Supplied text –

Start of Block

The truth is…
If I didn’t have Rachel I would let the cancer take me.
I know where I’m going when I die so if I was alone… why wait?
Cody and Jakob are special… of course. They are an incredibly precious gift and I love them dearly. I look at them and sometimes can’t quite believe they came from me…. that they’re my sons and I am their father…. and I would die for them…. probably kill for them too while we’re being truthful.
But without Rachel they wouldn’t be here.
This treatment is starting to take its toll on me not just physically but mentally and emotionally…. actually, mostly mentally and emotionally. Even though the cancer is dying it is exacting a heavy price on me and my family on its way out.
Some days I’m Jekyll. Some days I’m Hyde.
But mostly I’m Hyde…. and I can’t control it.
I feel like Charlie Gordon in the book ‘Flowers for Algernon’. He knows he’s eventually going to lose his intelligence and clarity and return to his diminished mental state. He starts to see it happening before his very eyes as the effects of his experimental operation wear off and knows there’s nothing he can do about it. Once the transition is complete he feels he doesn’t fit in and moves away. I’m not losing anything permanently but while I’m on the chemo there’s certainly a few marbles that have escaped from the bag. It’s intensely frustrating, feeling it happen, and I often lash out.

End of Block

Data extract –
Start of Block

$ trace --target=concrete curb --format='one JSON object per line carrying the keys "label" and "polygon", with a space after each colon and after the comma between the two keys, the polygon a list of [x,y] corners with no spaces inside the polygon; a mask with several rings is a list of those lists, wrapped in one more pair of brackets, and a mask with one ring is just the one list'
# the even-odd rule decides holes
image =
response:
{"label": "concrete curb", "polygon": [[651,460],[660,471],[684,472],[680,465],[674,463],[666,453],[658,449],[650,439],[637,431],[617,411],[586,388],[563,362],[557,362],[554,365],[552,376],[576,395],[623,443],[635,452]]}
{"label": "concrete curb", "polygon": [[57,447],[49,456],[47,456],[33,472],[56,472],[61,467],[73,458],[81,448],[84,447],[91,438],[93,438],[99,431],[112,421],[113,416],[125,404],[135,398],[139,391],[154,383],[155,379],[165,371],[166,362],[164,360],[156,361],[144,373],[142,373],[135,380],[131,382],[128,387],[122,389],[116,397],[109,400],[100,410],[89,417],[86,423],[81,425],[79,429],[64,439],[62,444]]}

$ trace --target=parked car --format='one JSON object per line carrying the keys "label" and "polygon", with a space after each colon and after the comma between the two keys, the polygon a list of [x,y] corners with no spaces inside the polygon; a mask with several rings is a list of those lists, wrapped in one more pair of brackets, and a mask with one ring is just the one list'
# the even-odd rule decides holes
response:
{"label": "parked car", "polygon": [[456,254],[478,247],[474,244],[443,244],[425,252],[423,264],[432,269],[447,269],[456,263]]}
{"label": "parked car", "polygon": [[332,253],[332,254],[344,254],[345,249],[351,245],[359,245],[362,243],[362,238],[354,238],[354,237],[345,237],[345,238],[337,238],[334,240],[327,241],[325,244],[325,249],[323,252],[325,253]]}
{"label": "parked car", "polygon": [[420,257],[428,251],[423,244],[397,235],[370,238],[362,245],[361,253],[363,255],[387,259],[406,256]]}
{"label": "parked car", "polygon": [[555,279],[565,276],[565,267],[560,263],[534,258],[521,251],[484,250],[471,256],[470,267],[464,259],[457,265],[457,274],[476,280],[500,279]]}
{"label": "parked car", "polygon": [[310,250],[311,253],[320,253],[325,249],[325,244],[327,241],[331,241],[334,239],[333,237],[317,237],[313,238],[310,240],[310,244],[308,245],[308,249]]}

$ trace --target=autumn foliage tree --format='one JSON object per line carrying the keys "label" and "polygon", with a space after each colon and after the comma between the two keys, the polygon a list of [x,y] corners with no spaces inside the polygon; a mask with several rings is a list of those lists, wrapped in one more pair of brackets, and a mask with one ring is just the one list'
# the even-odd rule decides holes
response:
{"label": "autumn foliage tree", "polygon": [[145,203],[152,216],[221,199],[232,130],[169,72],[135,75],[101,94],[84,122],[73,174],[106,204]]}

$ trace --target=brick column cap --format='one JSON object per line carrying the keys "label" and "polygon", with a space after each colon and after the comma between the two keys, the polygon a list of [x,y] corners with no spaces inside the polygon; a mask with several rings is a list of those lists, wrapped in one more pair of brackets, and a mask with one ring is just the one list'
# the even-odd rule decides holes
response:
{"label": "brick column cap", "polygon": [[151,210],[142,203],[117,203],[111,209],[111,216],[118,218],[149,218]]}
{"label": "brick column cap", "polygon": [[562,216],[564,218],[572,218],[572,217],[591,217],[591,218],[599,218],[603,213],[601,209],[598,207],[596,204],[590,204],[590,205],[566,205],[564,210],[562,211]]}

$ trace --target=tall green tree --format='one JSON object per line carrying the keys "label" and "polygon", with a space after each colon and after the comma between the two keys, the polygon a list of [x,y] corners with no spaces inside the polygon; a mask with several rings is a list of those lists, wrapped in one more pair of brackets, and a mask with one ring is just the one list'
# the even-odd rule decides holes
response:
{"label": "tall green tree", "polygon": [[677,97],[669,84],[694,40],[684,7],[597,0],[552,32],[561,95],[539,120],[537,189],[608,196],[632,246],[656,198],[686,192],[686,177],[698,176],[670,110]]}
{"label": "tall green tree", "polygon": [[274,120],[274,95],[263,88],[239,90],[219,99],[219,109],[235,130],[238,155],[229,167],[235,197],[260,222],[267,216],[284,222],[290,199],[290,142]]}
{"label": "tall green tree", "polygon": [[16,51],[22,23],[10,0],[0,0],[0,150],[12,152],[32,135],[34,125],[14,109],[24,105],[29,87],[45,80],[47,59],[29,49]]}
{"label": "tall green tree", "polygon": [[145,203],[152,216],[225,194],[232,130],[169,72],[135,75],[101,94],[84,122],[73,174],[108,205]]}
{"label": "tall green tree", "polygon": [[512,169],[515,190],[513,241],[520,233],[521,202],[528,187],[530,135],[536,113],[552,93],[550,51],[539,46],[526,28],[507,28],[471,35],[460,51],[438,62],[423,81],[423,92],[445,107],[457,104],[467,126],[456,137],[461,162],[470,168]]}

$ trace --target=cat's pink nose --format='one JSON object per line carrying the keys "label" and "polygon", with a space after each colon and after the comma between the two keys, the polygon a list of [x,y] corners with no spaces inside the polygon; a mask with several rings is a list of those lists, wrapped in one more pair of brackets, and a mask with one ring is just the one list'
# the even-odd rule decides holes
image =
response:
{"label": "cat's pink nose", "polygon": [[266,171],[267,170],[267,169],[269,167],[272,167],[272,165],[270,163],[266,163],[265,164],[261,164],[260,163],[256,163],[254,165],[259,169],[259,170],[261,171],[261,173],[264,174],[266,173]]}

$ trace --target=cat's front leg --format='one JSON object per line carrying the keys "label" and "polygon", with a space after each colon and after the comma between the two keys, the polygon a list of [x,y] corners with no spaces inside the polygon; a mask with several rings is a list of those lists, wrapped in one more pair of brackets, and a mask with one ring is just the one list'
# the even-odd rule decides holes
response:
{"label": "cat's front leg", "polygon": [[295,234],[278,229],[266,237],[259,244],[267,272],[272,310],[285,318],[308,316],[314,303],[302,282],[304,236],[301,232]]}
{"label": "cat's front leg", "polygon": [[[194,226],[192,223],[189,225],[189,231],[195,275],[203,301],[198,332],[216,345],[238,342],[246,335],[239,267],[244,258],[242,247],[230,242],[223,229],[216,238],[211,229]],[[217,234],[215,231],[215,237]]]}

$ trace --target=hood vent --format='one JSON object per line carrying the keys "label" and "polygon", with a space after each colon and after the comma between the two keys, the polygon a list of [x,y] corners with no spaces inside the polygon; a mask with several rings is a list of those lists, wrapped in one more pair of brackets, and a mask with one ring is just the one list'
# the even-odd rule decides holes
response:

End of Block

Work order – Please carry on the post about living through cancer treatment, picking up after its last sentence. None of the material is needed here.

Written response –
I dread going to the hospital for my infusions. If you’ve had any form of chemotherapy you’ll understand. In my case, the 6 days after it are a constant fight not to vomit, not to cough myself raw, not to snap at any sound that exceeds normal everyday sound levels, not to succumb to the side effects that come from being pumped full of poison for 50 hours straight.
Chemotherapy is a generic term for any chemical treatment. In my case, more specifically, it’s called Cytotoxic therapy.
Cyto = Cell. Toxic = Deadly. You do the math.
But…. better dread than dead, right?
God, I am aching for this to be over. My heart hurts with the knowledge of what I am putting Rachel through.
My wife. My lover. My best friend. I’m sorry you have to walk this road with me. I know you never dreamed of this when you looked at me on our wedding day and with all of Heaven watching, pledged me your love.
You’re strength is inspiring and your devotion is compelling. One day, somehow, I will make this up to you.
I would die for you…. I will live for you.